• **GIVEN REQUEST**
Copy out these records line for line, with nothing changed.

====== MATERIAL FOR THE TASK ======

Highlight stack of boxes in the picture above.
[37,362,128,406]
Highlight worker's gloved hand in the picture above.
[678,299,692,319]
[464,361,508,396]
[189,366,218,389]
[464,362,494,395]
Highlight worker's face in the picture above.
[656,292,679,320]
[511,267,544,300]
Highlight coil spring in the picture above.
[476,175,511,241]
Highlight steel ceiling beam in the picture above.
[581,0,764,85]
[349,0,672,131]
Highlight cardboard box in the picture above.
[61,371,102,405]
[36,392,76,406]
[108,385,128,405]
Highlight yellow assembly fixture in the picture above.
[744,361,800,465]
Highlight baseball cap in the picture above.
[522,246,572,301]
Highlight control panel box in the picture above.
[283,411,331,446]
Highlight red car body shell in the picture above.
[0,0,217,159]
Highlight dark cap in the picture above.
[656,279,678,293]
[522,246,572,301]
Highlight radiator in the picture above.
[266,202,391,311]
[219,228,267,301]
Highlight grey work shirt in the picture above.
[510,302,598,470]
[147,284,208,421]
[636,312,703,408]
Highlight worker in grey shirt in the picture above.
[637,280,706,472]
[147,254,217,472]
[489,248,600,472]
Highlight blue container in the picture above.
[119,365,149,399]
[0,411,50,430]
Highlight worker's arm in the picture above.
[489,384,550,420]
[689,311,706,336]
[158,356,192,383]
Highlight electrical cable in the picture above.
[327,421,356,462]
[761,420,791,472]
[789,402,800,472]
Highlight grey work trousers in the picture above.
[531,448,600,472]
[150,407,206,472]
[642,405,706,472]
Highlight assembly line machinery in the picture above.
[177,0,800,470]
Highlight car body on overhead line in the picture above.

======

• **THE RESPONSE**
Highlight stack of boxes in the picture above.
[37,362,128,406]
Highlight worker's gloved hand in the picture above.
[678,299,692,319]
[464,361,508,396]
[189,366,218,389]
[464,362,494,395]
Highlight worker's face in the picture above.
[656,292,679,320]
[511,267,544,300]
Highlight coil spring in the picture above.
[476,175,511,241]
Highlight steel ceiling beam in the picture above.
[581,0,764,85]
[349,0,672,131]
Highlight cardboard box in the picture above.
[61,371,102,405]
[36,392,76,406]
[108,385,128,405]
Highlight yellow assembly fixture in the picture above.
[744,361,800,465]
Highlight baseball cap in the picture above.
[522,246,572,301]
Highlight control panel box in the picture above.
[283,411,331,446]
Highlight red car body shell in the picture above.
[0,0,217,159]
Highlight dark cap in the picture above.
[656,279,678,293]
[522,246,572,301]
Highlight radiator in the picture above.
[266,202,391,311]
[219,228,267,301]
Highlight grey work shirt in the picture above.
[510,302,598,470]
[147,284,208,421]
[636,312,703,408]
Highlight worker in grey shirt in the picture above.
[637,280,706,472]
[147,254,217,472]
[489,248,600,472]
Highlight blue container in the picture above.
[119,365,149,399]
[0,411,50,430]
Highlight worker's arm in the picture above.
[489,384,550,420]
[689,311,706,336]
[158,356,192,383]
Highlight electrical cable in the picture above.
[327,421,356,462]
[761,420,791,472]
[789,402,800,472]
Highlight grey work trousers in the picture above.
[531,448,600,472]
[150,407,206,472]
[642,405,706,472]
Highlight assembly line machinery in the picture above.
[177,0,800,470]
Highlight car body on overhead line in the picture above.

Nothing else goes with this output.